** Begin Text section **

Toward the end of 2015, I sat down and really thought about what we needed and were missing. This was the situation as I saw it.

image

There was also the issue that we have learned a lot over the years. We built Voron (our storage engine) from the ground up, we had a lot of experience running in production and we knew what kind of tasks our customers were using us for. I kept thinking that I wished I had a time machine and could do things over properly. Given that my time machine is still in the shop, I decided that we had two options:

  1. Minor fixes along the way – slowly improving our behavior as we stride toward the desired architecture and usage.
  2. Break it all – essentially start from scratch, with a new architecture and write it the way we want it to be written.

The obvious choice was to do this slowly. The problem was that I really couldn’t think of a good way to actually achieve that. The kind of changes we wanted to make started from replacing the most fundamental structure we had, how we represent JSON in our document database and got more complex from there. We wanted to change how we store data on disk, how we index data, how we … literally every single feature that we had was going to be transformed in some way.

We also had additional issues. The Windows only limitation was really hurting us and we really wanted to get a good Linux story going. The support burden was also at the very top of my mind as we considered what to do. In the end, we came up with the following decisions:

  • We don’t require backward compatibility. Either on the server side or client side.
    • That was the hardest decision, but it meant that we could actually tackle some of the biggest issues freely and without constraint.
    • That meant that we wanted to keep the same feeling, but be able to make changes to corners of the API that atrophied.
  • Support cost and simplified operations as a primary concern.
    • This meant that, at the design level, we took into account debugging considerations.
  • Order of magnitude performance improvement across the board.
    • Otherwise, it isn’t worth the effort.
  • Cross platform from the get go.

That was in Sep 2015. I sat down and wrote a design document that outlined the new architectural approach, spiked a few things and then we were off to the races. I blogged all about the process extensively, so I’m not going to repeat that.

** End Text section **

- [Set exercise]:
Reproduce the entire passage on rebuilding the document database word for word. The listing that follows is separate material, unrelated to the text.

** Begin Source excerpt **

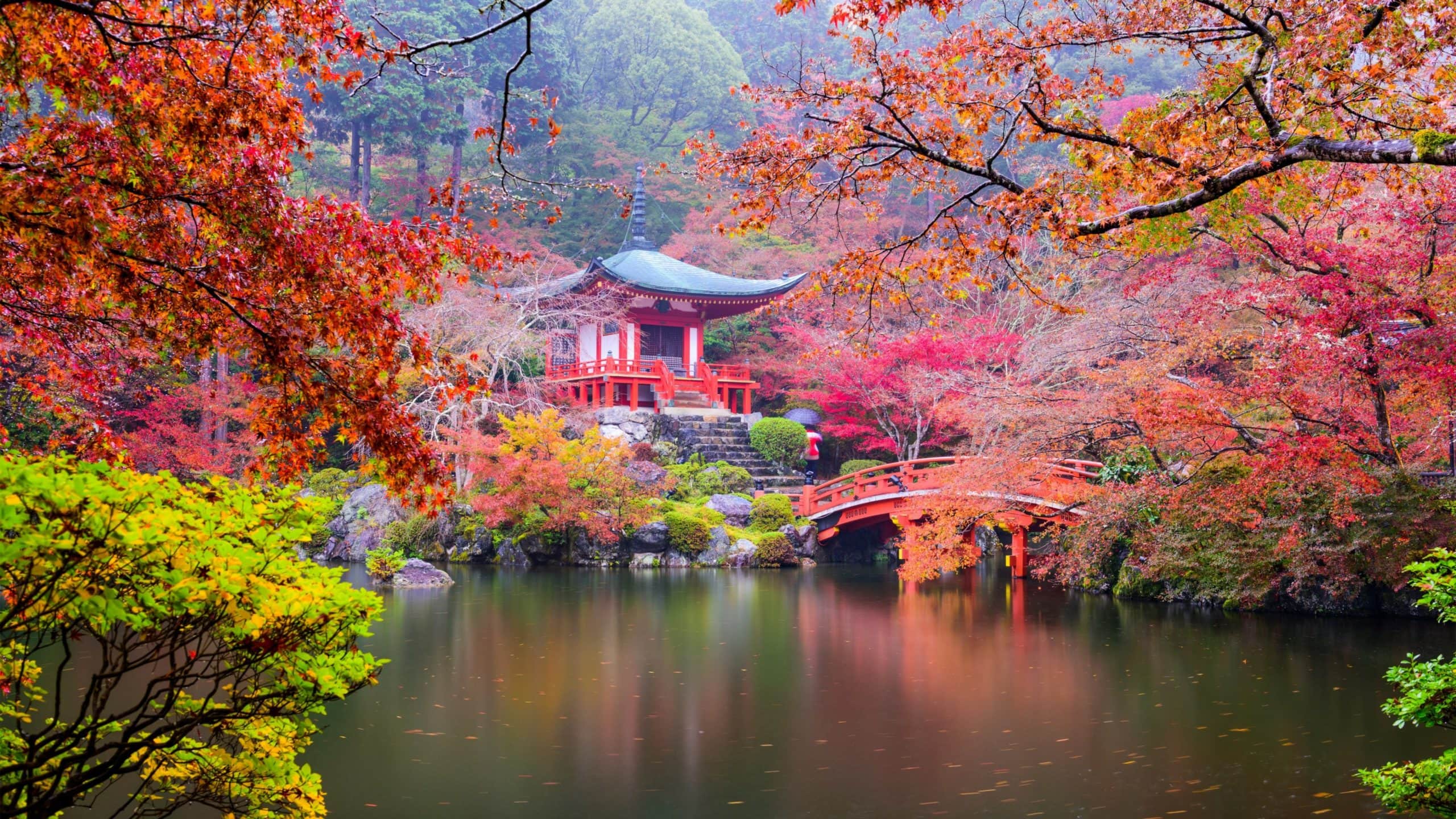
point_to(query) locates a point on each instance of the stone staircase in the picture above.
(727, 439)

** End Source excerpt **

- [Result of the exercise]:
Toward the end of 2015, I sat down and really thought about what we needed and were missing. This was the situation as I saw it.

image

There was also the issue that we have learned a lot over the years. We built Voron (our storage engine) from the ground up, we had a lot of experience running in production and we knew what kind of tasks our customers were using us for. I kept thinking that I wished I had a time machine and could do things over properly. Given that my time machine is still in the shop, I decided that we had two options:

  1. Minor fixes along the way – slowly improving our behavior as we stride toward the desired architecture and usage.
  2. Break it all – essentially start from scratch, with a new architecture and write it the way we want it to be written.

The obvious choice was to do this slowly. The problem was that I really couldn’t think of a good way to actually achieve that. The kind of changes we wanted to make started from replacing the most fundamental structure we had, how we represent JSON in our document database and got more complex from there. We wanted to change how we store data on disk, how we index data, how we … literally every single feature that we had was going to be transformed in some way.

We also had additional issues. The Windows only limitation was really hurting us and we really wanted to get a good Linux story going. The support burden was also at the very top of my mind as we considered what to do. In the end, we came up with the following decisions:

  • We don’t require backward compatibility. Either on the server side or client side.
    • That was the hardest decision, but it meant that we could actually tackle some of the biggest issues freely and without constraint.
    • That meant that we wanted to keep the same feeling, but be able to make changes to corners of the API that atrophied.
  • Support cost and simplified operations as a primary concern.
    • This meant that, at the design level, we took into account debugging considerations.
  • Order of magnitude performance improvement across the board.
    • Otherwise, it isn’t worth the effort.
  • Cross platform from the get go.

That was in Sep 2015. I sat down and wrote a design document that outlined the new architectural approach, spiked a few things and then we were off to the races. I blogged all about the process extensively, so I’m not going to repeat that.